[Opening INPUT DATA section]

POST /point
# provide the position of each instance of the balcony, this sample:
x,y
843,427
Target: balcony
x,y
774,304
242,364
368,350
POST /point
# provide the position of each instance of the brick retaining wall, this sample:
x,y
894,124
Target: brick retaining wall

[Closing INPUT DATA section]

WORK REQUIRED:
Could you restate every record above word for word?

RESPONSE AREA:
POST /point
# provide the position of each instance of the balcony, this sample:
x,y
843,427
Target: balcony
x,y
774,304
242,364
368,350
POST /point
# provide the position of each instance of the brick retaining wall, this sample:
x,y
894,124
Target: brick retaining wall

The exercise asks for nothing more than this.